* EXERCISE DIRECTIONS *
Render the items below as a two-column CSV with columns named text and answer, one row per item, giving each item's text and its answer in separate quoted fields with line breaks replaced by spaces. Leave the pictures out.
======== SUPPLIED DATA ========
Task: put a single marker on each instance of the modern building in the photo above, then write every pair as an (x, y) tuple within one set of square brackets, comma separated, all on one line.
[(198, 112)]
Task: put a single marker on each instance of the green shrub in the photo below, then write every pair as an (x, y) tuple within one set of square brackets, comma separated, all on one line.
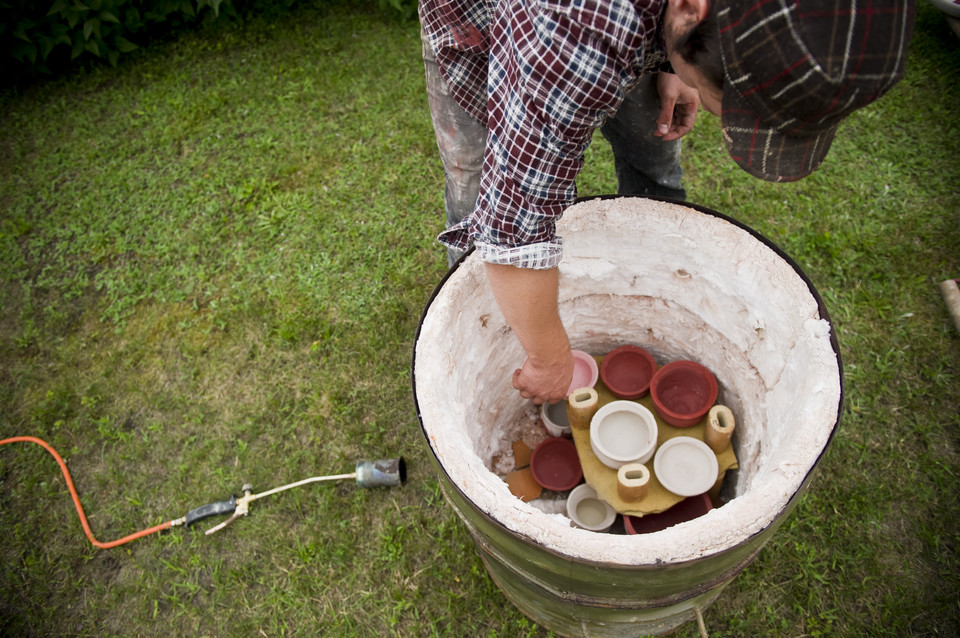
[(42, 37)]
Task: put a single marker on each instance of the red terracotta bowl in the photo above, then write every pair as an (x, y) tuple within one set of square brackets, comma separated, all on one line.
[(686, 510), (683, 392), (627, 371), (555, 464)]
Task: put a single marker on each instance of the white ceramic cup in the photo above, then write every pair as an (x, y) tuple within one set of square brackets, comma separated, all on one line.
[(587, 511), (555, 418)]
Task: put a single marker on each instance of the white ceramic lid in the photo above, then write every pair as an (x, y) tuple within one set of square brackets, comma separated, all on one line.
[(686, 466)]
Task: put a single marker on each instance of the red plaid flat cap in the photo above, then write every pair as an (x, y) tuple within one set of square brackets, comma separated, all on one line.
[(796, 68)]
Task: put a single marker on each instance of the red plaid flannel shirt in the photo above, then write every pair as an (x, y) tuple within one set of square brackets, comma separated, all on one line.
[(543, 75)]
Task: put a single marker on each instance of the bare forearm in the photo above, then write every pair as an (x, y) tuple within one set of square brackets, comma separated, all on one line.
[(528, 300)]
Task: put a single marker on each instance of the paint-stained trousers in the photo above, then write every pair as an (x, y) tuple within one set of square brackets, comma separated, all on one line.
[(645, 165)]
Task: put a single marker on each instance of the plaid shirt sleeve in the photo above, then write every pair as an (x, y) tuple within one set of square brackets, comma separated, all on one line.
[(555, 71)]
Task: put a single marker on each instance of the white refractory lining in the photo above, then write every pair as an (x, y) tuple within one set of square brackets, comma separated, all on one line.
[(682, 284)]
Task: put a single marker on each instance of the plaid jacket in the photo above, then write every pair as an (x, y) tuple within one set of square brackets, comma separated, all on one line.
[(543, 75)]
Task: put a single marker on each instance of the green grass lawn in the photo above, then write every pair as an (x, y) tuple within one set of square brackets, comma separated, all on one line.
[(213, 259)]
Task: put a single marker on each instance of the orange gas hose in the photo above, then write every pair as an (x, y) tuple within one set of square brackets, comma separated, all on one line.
[(76, 498)]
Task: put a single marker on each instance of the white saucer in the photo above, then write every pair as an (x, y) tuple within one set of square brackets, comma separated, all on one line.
[(686, 466)]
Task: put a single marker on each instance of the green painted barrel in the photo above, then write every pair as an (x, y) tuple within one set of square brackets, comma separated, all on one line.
[(683, 282)]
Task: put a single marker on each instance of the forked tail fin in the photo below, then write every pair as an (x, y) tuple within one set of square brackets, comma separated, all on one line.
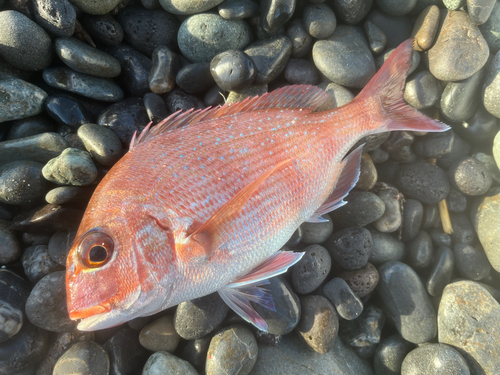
[(383, 96)]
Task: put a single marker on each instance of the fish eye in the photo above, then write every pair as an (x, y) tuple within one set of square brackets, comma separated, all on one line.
[(96, 249)]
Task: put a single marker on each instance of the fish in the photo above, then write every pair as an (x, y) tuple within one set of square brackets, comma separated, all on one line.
[(204, 201)]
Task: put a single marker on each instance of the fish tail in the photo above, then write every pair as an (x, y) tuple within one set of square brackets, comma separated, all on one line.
[(383, 99)]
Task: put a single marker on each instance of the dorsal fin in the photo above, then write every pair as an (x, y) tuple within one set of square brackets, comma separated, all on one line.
[(290, 97)]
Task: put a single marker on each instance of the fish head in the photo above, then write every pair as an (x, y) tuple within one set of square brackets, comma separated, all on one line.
[(114, 271)]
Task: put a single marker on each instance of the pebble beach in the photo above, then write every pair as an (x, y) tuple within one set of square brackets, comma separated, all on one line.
[(403, 279)]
========
* RESPONSE FOR THIS EXERCISE *
text,answer
"Task: put a single marker on each instance of the modern building in the photo above, then write every pair as an (x, y) tuple within one set of square brackets, comma separated, all on one line.","[(198, 112)]"
"Task: put a single marker on each instance of the green shrub in the photo below, then write every pair as an (x, y) tuple within one set of square brackets, comma separated, all on one line.","[(42, 37)]"
"Task: put a single marker on each instance of the red terracotta bowl in the photo above, then write every pair as an (x, y) tuple within one set of square brackets, comma separated, all on one line.","[(686, 510), (683, 392), (627, 371), (555, 464)]"
"Task: put a single marker on each instance of the white ceramic cup in the photo above, then write every pair as an (x, y) tuple within one set of square brackets, comma separated, all on one line.","[(587, 511), (555, 418)]"
"Task: put a single marker on each instance of the white ceramic lid in the photo above, then write every pair as an (x, y) tuple within one set of square brackets, comma separated, all on one line.","[(686, 466)]"
"Task: put a single marker on each instance of the red plaid flat cap in the photo above, then write every pair as an (x, y) tuple within one set of square brackets, comma separated, all on one line.","[(796, 68)]"
"Task: put a single marker on each instance of the red plaid flannel shirt in the photo above, then write every pair as an (x, y) tuple within one set of square brackets, comma separated, all on one line.","[(543, 75)]"
"Task: put a single marker on each instance of the bare forearm in the photo above, then write every pair as an (x, y) tuple within one set of square brackets, comma separated, all on one line.","[(528, 300)]"
"Task: put a single marker on each instance of the paint-stained trousers in the photo above, then write every pair as an (x, y) tuple within one set of square brackets, comma separated, all on one line.","[(645, 165)]"
"Task: put a single marker on each instance of the plaid shirt sleeve in the photo above, then write every pair as an (x, y) tuple within one set of square brackets, comma separated, all on one line.","[(555, 71)]"
"Task: put a single marker on each instance of the white refractory lining in the photo above, then write every pair as an (x, y) tuple within one set of square brackets, comma separated, all on one line.","[(682, 284)]"
"Task: put a single marker on each instance of the plaid jacket in the photo above, then write every pair as an (x, y) tuple within one set of square brackets, comma separated, all on one line.","[(543, 75)]"
"Task: put a single marker on each instance of the green grass lawn in the photo above, then write every pair as an (x, y) tuple within one set of square brackets, comma separated, all on one line.","[(213, 259)]"
"Task: put a single marker on each instance of the orange gas hose in the photo above, then write every pair as an (x, y) tuple within one set of square brackets, comma separated, all on one line.","[(76, 498)]"
"Task: put a single marker on each instance of the white saucer in the photo above, then write every pair as an (x, y) tuple within one set of square brackets, comma separated, all on one line.","[(686, 466)]"
"Task: put a single marker on each instance of the green painted barrel in the photo above, then write every pair as an (x, y) tuple within one set of square brackets, comma separated, all on one line.","[(683, 282)]"
"Task: put a single marker on each instance of the forked tail fin in the photo below, then write every pair as an (x, y) tuple within one set of square brackets, comma separated, all on one line.","[(383, 96)]"
"Task: put a single marker on each instance of the fish eye in the photo above, then write every pair as an (x, y) tuple within one set of square brackets, comma separated, all on one line.","[(96, 249)]"
"Task: put a single marker on each instance of the fish in the photo above, then write every pair as an (x, y) tuple within one set of square brackets, comma separated, all on one line.","[(204, 201)]"
"Task: put a single marker on each instance of the fish tail in the photo above, then write every pair as an (x, y) tuple within one set of square brackets, comma separated, all on one line.","[(383, 99)]"
"Task: put a single marker on each instance of the dorsal fin in the photo above, then write every pair as an (x, y) tuple within one set of square brackets, comma separated, all on one line.","[(290, 97)]"
"Task: put a single marker on each instance of the fish head in the photo above, then write every pair as an (x, y) tuple within one set of square brackets, comma separated, all on one line.","[(114, 271)]"
"Task: put a single marker on each instance of the pebble beach in the photo above, then write every pair as an (x, y) tuple within one set of square brackets, comma separated, all on one line.","[(403, 279)]"